EXTRAHIERTER TEXT ->

Meine Pflegekraft ist ein Roboter!

In der Pflege fehlt es an Personal. Neue Technologien lassen auf ein wenig Erleichterung in dem anstrengenden Job hoffen. Doch wie fühlt es sich für die Fachkräfte an, wenn sie bald robotische Unterstützung bekommen könnten?

Schon vor mehr als einem Jahrzehnt zeigte uns das Fernsehen Bilder von humanoiden Robotern, die durch japanische Altenheime rollen. Man könnte meinen, dass Roboter in der Pflege mittlerweile weit verbreitet sind. Wenn sie das hört, muss Ana Nanette Tibubos lachen. Als Professorin für Diagnostik in der Gesundheitsversorgung und E-Health an der Universität Trier beschäftigt sie sich schon länger mit technischen Unterstützungslösungen in der Pflege. Jüngst hat die Trierer Pflegewissenschaft einen „Pepper“ bekommen. So heißt das menschenähnliche Robotermodell mit seinen spiegelnd weißen Oberflächen auf drei Rädern. Ausgestattet mit zwei HD-Kameras und vier Mikrofonen kann der vorschulkindgroße Roboter die Mimik und Gestik analysieren und entsprechend reagieren. Zumindest in der Theorie. „Häufig kommt es beim Einsatz von Pepper zu Fehlermeldungen“, beschreibt Tibubos die Erfahrungen. Das mag einer der Gründe sein, warum intelligente Roboter in der Pflege in Deutschland bisher nur in Pilotprojekten zum Einsatz kommen. In Asien ist man da teils schon weiter, weiß Tibubos. „Deutschland gilt allgemein eher als Technik-skeptisch. Geschweige denn verfügen alle Krankenhäuser und Pflegeeinrichtungen über ein in allen Bereichen ausgebautes sicheres WLAN, das für die Roboter von Nöten wäre.“

Pflegeroboter am Krankenbett
Noch sind humanoide Roboter in der Pflege eher Zukunftsmusik.

VORLIEGENDE DATEN ->
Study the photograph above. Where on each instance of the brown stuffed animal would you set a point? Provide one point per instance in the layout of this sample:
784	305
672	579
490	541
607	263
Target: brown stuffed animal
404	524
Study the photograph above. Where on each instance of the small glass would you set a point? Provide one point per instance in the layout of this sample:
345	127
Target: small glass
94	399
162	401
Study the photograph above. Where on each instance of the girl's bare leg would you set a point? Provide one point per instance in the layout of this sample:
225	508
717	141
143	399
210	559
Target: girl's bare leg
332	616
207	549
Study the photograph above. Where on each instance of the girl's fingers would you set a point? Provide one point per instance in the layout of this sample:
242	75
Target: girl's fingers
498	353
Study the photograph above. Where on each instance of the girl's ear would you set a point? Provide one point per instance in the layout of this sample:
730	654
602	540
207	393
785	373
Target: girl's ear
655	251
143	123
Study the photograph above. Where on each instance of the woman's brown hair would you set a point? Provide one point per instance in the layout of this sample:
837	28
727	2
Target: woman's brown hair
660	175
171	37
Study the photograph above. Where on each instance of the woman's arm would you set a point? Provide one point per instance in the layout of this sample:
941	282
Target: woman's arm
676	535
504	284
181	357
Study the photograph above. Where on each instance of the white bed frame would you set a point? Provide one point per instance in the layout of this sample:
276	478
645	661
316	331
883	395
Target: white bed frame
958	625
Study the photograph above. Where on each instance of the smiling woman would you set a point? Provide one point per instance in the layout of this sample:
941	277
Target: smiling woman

ZU ERLEDIGENDE AUFGABEN ->
**a)** Beantworte anhand des Textes zu Pflegerobotern:
(i) Woran fehlt es laut Text in der Pflege?
(ii) An welcher Universität ist Ana Nanette Tibubos Professorin?
(iii) Mit wie vielen HD-Kameras und Mikrofonen ist Pepper ausgestattet?
**b)** Gib aus dem Text zu Pflegerobotern alles von „Meine Pflegekraft ist“ bis hinunter zu „Unterstützung bekommen könnten?“ wortgetreu wieder.
Die Daten werden zur Bearbeitung nicht benötigt.

ERGEBNISSE DER REIHE ->
**a)**
(i) An Personal.
(ii) An der Universität Trier.
(iii) Mit zwei HD-Kameras und vier Mikrofonen.

**b)**
Meine Pflegekraft ist ein Roboter!

In der Pflege fehlt es an Personal. Neue Technologien lassen auf ein wenig Erleichterung in dem anstrengenden Job hoffen. Doch wie fühlt es sich für die Fachkräfte an, wenn sie bald robotische Unterstützung bekommen könnten?